# Backyard Wildlife



## TigsMom (May 5, 2014)

This is probably the most active Spring in regards to wildlife in my yard. Momma


Dove is hatching her 2nd batch of eggs. 2 Desert Iguanas were "playing" in the yard next door. Say's Phoebe has two growing babies in her usual nest on a pillar of our front porch. Momma and Baby Cottontails are bounding through the back yard. Lizards and Geckos are out and about. Quail are nesting somewhere in the backyard. Hummingbird feeders need filling every other day. Orioles and Sparrows are drinking from the feeders, we've just had a few 102 and 103 deg days. Tastes of summer temps mixed with Spring are really getting the wildlife out and about. Really enjoying watching them and taking oodles of pics.


----------



## wellington (May 5, 2014)

Wow, nice pics. I would love to,have lizards wild in my yard. The one in the pic is really cute. Can't believe the Sove just sits there while you pet it. Nice, really nice.


----------



## TigsMom (May 5, 2014)
┄┄┄┄┄┄
▶ _Objectives_
a - In the backyard wildlife thread, where is the Say's Phoebe's nest?
b - Write what comes next in the backyard wildlife thread, picking up after its last line.
The material that comes next is not needed for any of this.

Region labeling entries:
┄┄┄┄┄┄
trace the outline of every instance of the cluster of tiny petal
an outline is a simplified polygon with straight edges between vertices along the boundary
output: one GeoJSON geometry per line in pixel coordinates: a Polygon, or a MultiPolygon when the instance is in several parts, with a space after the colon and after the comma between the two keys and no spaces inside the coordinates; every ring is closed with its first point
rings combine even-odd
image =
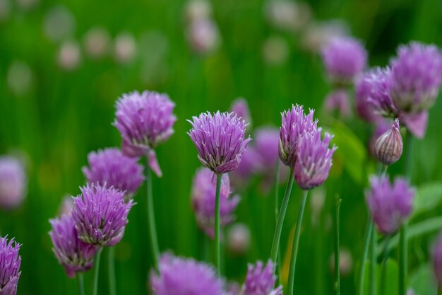
{"type": "Polygon", "coordinates": [[[387,177],[374,176],[370,185],[366,197],[373,220],[381,233],[394,233],[412,212],[414,190],[400,178],[392,185],[387,177]]]}
{"type": "Polygon", "coordinates": [[[191,258],[163,255],[158,273],[152,271],[150,288],[155,295],[227,295],[215,270],[191,258]]]}
{"type": "Polygon", "coordinates": [[[328,177],[332,157],[336,147],[329,149],[333,136],[325,132],[321,139],[321,128],[305,132],[299,139],[294,175],[298,186],[311,190],[321,185],[328,177]]]}
{"type": "Polygon", "coordinates": [[[419,112],[434,103],[442,82],[442,53],[437,47],[415,42],[400,46],[390,64],[392,97],[400,110],[419,112]]]}
{"type": "MultiPolygon", "coordinates": [[[[216,176],[208,168],[196,171],[192,185],[191,202],[198,226],[210,236],[213,236],[215,224],[215,203],[216,176]]],[[[230,183],[228,174],[222,176],[220,194],[220,223],[225,226],[231,223],[233,212],[239,202],[239,197],[229,197],[230,183]]]]}
{"type": "Polygon", "coordinates": [[[250,137],[245,137],[246,124],[233,112],[193,117],[189,135],[198,149],[198,158],[203,166],[217,173],[238,168],[250,137]]]}
{"type": "Polygon", "coordinates": [[[297,158],[298,141],[304,133],[313,132],[318,121],[313,120],[314,111],[310,110],[309,115],[304,113],[302,105],[292,105],[292,109],[281,114],[282,125],[280,130],[280,158],[289,167],[294,168],[297,158]]]}
{"type": "Polygon", "coordinates": [[[349,37],[333,39],[322,50],[322,58],[331,81],[351,83],[365,68],[367,53],[362,45],[349,37]]]}
{"type": "Polygon", "coordinates": [[[78,272],[92,268],[97,247],[78,238],[75,221],[71,214],[64,214],[49,221],[52,226],[49,236],[52,250],[68,276],[73,277],[78,272]]]}
{"type": "Polygon", "coordinates": [[[128,223],[132,199],[124,202],[124,194],[98,185],[81,187],[74,197],[72,216],[78,238],[85,243],[111,246],[120,241],[128,223]]]}
{"type": "Polygon", "coordinates": [[[89,183],[112,186],[132,195],[144,180],[143,167],[137,158],[124,155],[118,149],[90,152],[88,160],[89,167],[83,167],[83,173],[89,183]]]}
{"type": "Polygon", "coordinates": [[[114,125],[126,144],[153,149],[174,133],[174,107],[167,94],[153,91],[123,94],[116,104],[114,125]]]}
{"type": "Polygon", "coordinates": [[[16,295],[20,277],[21,258],[18,256],[20,244],[13,238],[0,237],[0,294],[16,295]]]}
{"type": "Polygon", "coordinates": [[[275,265],[268,261],[264,266],[258,261],[256,265],[249,265],[246,282],[242,287],[244,295],[282,295],[282,287],[274,288],[276,282],[275,265]]]}
{"type": "Polygon", "coordinates": [[[10,156],[0,157],[0,207],[12,209],[25,197],[26,175],[20,161],[10,156]]]}

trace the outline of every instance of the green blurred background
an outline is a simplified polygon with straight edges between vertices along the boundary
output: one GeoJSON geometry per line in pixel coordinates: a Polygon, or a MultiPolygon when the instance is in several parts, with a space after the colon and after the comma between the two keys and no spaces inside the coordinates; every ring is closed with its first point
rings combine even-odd
{"type": "MultiPolygon", "coordinates": [[[[121,93],[134,89],[166,92],[177,104],[175,134],[157,149],[164,174],[162,178],[154,178],[153,184],[159,241],[162,250],[197,258],[201,253],[189,194],[199,162],[186,134],[190,128],[186,120],[206,110],[226,110],[238,96],[249,101],[253,127],[279,125],[280,112],[292,103],[318,109],[320,124],[336,130],[340,151],[323,190],[326,197],[321,217],[315,219],[316,224],[312,221],[311,206],[304,216],[296,294],[333,291],[329,266],[333,231],[328,221],[336,194],[343,200],[341,245],[353,258],[351,273],[342,279],[342,290],[345,294],[354,294],[366,216],[363,191],[366,175],[374,167],[365,149],[370,128],[356,117],[340,124],[323,115],[323,100],[330,86],[318,54],[303,45],[305,29],[290,32],[272,25],[265,17],[267,2],[263,0],[212,1],[212,18],[222,42],[213,52],[198,54],[186,38],[184,1],[1,1],[0,11],[4,7],[4,12],[8,4],[9,12],[0,13],[0,154],[23,157],[29,175],[24,204],[16,210],[0,212],[1,235],[14,236],[23,243],[19,294],[76,294],[76,281],[66,277],[52,253],[48,219],[56,216],[65,195],[79,193],[78,187],[85,181],[80,168],[86,164],[88,153],[119,146],[120,135],[111,125],[114,102],[121,93]],[[63,69],[57,62],[62,41],[51,40],[45,33],[48,13],[56,7],[70,11],[74,20],[74,28],[62,39],[76,40],[81,46],[81,60],[71,70],[63,69]],[[97,25],[108,30],[112,38],[121,32],[132,34],[136,42],[133,59],[121,63],[112,54],[100,60],[89,58],[82,40],[90,28],[97,25]],[[270,36],[281,38],[288,49],[287,60],[279,64],[266,62],[263,56],[263,44],[270,36]],[[14,76],[14,66],[20,74],[14,76]],[[338,139],[338,134],[343,135],[338,139]]],[[[439,0],[306,3],[315,20],[312,22],[340,19],[347,23],[350,33],[369,50],[370,66],[385,65],[398,44],[412,40],[442,46],[439,0]]],[[[415,185],[442,180],[442,122],[438,117],[441,112],[439,100],[431,110],[426,137],[416,142],[412,157],[415,185]]],[[[402,161],[395,164],[391,173],[400,173],[402,166],[402,161]]],[[[241,192],[237,212],[237,220],[251,228],[251,249],[243,256],[225,253],[227,276],[241,282],[247,262],[267,260],[270,254],[273,200],[256,188],[259,181],[254,179],[241,192]]],[[[147,293],[151,258],[145,188],[142,186],[135,197],[138,204],[130,214],[124,238],[117,245],[119,294],[147,293]]],[[[284,185],[280,189],[282,193],[284,185]]],[[[299,196],[295,190],[283,231],[283,251],[297,217],[299,196]]],[[[437,211],[430,210],[416,220],[436,216],[437,211]]],[[[412,240],[410,273],[426,263],[433,238],[434,233],[412,240]]],[[[394,250],[392,257],[395,257],[394,250]]],[[[107,294],[103,261],[102,294],[107,294]]],[[[90,272],[86,274],[88,287],[91,277],[90,272]]]]}

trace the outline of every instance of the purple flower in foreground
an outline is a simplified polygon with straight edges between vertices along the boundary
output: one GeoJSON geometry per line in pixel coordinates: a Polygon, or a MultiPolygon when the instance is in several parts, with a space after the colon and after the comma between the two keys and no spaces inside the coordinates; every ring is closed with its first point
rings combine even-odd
┄┄┄┄┄┄
▶ _The responses_
a - On a pillar of the front porch.

b -
I've taken so many pics of Momma Dove on her nest over the past few weeks, she's gotten used to me. This time I was an inch away with my iphone camera and decided she was calm enough I could try to pet her. LOL I couldn't believe she stayed a bit for a pet. Guessing she was protecting her eggs which were about to hatch, because the next day... Today, I got a great pic of her very new hatchling. I've named the baby Dove "Phyllis", the other will be "Dillar". LOL sort of the same hair style don't ya' think?


----------



## happyjoyjoy (May 5, 2014)

I have 5 hummingbird nests in my backyard they are the cutest things ever  it's a lot of fun to watch the mommas go back n forth.


----------



## bouaboua (May 5, 2014)

I had a couple dove come to my porch to nest and lay eggs. we watching the young's to learn fly and finally flyaway. It is very interesting, grateful anf thankful to watch the life continue.


----------



## TigsMom (May 6, 2014)

The hummingbirds are my favorite! I have 4 feeders and get about 20 Hummingbirds during migration season. Typically, have around 8 that stay here year round. I buy sugar by the 25 pound bag and it lasts about 3 months, that's a whole lot of sugar water for the hummingbirds. I really am tickled to watch all the wildlife and so many pictures (almost as many as my Grand kids, LOL).


----------



## Yvonne G (May 6, 2014)

I have a pair of phoebes right above my back door. I just love watching those little guys. Last year they built their nest in that spot, and now this year the nest looks like two nests joined together. Because its up so high I never get to see the eggs or babies. But I love having them there.


----------



## TigsMom (May 6, 2014)

This nest is on top of a pillar, I have a chair just below that I climb up to get the pics. The Iphone makes it easy to reach up and snap some decent pics.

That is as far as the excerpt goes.